#### RECORD SET

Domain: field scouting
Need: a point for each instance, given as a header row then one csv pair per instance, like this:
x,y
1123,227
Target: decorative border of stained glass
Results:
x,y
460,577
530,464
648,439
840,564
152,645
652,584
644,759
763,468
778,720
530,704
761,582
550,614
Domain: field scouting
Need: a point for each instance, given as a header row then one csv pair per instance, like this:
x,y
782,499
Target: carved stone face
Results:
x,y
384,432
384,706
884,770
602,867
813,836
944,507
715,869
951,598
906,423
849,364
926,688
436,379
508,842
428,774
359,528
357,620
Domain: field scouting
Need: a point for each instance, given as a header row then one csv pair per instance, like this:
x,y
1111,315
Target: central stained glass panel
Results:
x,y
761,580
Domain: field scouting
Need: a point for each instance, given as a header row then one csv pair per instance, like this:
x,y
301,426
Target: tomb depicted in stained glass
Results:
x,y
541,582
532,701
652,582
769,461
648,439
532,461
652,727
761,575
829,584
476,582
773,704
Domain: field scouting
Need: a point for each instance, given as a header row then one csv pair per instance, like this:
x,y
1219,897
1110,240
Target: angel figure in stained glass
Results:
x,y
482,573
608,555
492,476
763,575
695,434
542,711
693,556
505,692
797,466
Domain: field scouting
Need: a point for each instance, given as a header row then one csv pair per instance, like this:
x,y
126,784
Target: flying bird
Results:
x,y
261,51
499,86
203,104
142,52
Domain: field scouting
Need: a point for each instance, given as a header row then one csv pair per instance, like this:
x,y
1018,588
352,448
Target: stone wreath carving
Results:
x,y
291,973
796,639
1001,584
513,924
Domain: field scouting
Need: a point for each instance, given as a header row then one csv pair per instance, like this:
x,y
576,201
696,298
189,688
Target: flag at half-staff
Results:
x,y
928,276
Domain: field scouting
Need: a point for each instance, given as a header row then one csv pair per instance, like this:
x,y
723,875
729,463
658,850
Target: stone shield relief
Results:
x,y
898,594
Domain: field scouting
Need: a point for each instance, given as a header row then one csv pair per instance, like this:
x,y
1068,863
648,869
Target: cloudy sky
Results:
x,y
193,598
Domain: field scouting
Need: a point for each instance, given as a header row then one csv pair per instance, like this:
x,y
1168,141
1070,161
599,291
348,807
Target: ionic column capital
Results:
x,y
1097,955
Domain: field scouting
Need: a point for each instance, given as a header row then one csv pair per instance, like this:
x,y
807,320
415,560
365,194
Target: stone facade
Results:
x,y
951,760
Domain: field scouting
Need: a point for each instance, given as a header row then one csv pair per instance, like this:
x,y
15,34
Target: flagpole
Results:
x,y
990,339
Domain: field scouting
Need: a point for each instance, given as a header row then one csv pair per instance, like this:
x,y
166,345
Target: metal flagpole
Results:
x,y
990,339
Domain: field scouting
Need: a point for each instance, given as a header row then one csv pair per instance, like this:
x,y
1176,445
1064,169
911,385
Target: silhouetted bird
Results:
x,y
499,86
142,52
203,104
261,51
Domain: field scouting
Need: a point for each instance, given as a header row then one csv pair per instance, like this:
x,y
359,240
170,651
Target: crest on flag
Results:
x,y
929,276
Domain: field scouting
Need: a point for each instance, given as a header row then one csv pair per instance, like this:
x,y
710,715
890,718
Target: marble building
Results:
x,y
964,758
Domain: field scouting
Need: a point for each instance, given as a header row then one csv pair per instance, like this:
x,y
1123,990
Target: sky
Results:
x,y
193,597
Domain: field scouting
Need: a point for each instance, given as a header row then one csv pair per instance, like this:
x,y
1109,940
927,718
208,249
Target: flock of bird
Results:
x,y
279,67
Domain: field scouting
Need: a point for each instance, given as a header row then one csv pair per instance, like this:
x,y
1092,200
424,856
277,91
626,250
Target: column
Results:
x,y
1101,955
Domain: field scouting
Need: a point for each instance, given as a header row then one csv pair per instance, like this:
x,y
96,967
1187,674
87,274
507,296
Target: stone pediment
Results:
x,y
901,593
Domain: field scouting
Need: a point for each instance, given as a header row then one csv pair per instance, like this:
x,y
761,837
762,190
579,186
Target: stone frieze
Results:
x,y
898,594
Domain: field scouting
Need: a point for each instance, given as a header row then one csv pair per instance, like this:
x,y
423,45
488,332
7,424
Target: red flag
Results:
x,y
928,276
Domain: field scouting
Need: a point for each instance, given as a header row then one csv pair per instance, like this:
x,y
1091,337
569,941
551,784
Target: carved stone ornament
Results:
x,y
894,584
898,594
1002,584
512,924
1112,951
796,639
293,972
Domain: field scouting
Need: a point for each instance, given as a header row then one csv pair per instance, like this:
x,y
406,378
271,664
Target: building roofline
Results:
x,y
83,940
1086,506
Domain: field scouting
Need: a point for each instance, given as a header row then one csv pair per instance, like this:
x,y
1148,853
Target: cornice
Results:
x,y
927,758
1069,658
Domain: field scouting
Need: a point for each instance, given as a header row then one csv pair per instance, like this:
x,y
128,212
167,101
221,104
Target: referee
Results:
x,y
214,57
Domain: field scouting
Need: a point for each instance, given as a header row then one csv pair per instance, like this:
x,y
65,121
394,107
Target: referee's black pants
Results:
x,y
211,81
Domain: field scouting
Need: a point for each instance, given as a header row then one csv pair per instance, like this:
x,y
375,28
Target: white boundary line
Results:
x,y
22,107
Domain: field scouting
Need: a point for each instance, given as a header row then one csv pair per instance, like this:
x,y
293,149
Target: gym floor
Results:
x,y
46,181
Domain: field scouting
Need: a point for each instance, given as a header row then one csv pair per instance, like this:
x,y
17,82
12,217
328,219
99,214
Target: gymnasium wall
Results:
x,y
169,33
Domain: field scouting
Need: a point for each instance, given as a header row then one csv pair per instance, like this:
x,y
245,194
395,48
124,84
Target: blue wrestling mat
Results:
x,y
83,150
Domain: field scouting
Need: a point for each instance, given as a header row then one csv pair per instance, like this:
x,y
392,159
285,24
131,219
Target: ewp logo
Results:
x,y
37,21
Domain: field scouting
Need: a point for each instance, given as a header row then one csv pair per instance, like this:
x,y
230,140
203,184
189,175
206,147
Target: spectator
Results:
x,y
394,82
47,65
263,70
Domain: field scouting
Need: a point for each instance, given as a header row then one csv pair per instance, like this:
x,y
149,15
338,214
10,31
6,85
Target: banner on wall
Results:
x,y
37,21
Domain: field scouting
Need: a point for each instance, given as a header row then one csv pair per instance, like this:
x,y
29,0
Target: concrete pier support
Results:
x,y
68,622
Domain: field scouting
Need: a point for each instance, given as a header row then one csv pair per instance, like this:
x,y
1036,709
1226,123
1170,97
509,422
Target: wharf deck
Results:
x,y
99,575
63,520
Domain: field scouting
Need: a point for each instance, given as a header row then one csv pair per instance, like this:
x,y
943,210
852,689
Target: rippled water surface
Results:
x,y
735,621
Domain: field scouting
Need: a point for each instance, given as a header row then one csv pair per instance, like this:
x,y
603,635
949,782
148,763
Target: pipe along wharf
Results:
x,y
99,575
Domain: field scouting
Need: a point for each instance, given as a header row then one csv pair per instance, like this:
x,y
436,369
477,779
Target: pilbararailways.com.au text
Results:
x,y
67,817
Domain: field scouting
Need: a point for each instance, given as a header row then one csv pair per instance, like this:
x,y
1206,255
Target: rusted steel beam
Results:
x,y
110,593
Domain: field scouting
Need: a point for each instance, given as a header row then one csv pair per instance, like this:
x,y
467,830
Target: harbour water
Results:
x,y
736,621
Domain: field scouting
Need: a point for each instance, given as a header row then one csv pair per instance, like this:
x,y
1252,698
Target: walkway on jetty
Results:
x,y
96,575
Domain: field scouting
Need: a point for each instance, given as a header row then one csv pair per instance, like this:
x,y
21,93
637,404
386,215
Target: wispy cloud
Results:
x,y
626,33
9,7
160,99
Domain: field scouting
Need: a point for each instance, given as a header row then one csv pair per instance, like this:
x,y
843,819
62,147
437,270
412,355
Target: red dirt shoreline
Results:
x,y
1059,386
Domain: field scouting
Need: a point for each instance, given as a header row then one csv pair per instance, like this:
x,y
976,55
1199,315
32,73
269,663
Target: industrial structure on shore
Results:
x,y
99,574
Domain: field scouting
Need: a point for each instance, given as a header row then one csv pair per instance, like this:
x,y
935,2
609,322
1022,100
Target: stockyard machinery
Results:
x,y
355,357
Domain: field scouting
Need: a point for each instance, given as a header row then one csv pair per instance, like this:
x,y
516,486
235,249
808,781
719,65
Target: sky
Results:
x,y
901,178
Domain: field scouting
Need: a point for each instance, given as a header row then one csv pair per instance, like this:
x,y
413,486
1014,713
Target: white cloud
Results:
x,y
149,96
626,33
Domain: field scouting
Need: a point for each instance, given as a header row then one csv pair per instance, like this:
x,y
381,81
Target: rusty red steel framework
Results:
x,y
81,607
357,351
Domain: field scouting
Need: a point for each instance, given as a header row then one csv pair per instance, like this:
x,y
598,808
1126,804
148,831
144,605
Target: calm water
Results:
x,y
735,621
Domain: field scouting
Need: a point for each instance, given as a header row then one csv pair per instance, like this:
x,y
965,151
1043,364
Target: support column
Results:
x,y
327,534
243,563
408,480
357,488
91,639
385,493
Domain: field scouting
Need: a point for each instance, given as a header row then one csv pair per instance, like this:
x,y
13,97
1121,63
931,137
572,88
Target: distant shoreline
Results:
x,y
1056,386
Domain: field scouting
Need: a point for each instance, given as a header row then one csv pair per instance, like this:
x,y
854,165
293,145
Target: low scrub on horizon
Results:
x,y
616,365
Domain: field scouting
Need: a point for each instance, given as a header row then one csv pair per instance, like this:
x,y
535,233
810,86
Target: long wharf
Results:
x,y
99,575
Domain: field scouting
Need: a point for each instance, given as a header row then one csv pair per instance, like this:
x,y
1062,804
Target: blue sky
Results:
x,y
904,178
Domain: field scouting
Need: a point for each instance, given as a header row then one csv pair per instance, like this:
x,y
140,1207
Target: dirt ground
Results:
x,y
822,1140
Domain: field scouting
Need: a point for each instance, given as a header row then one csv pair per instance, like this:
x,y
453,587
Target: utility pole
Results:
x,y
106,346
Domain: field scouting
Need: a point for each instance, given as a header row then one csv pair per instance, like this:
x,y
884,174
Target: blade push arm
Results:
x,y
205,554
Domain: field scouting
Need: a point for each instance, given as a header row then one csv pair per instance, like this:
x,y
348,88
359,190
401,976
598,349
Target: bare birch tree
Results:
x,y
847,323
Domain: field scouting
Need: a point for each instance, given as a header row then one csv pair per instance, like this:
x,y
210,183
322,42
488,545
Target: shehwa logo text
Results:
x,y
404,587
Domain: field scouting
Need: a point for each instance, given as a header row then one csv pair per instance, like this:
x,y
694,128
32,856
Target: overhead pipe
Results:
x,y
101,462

########

■ **EXERCISE DESCRIPTION**
Copy out each line of the data containing the string "shoreline".

■ **ANSWER**
Target: red dirt shoreline
Target: distant shoreline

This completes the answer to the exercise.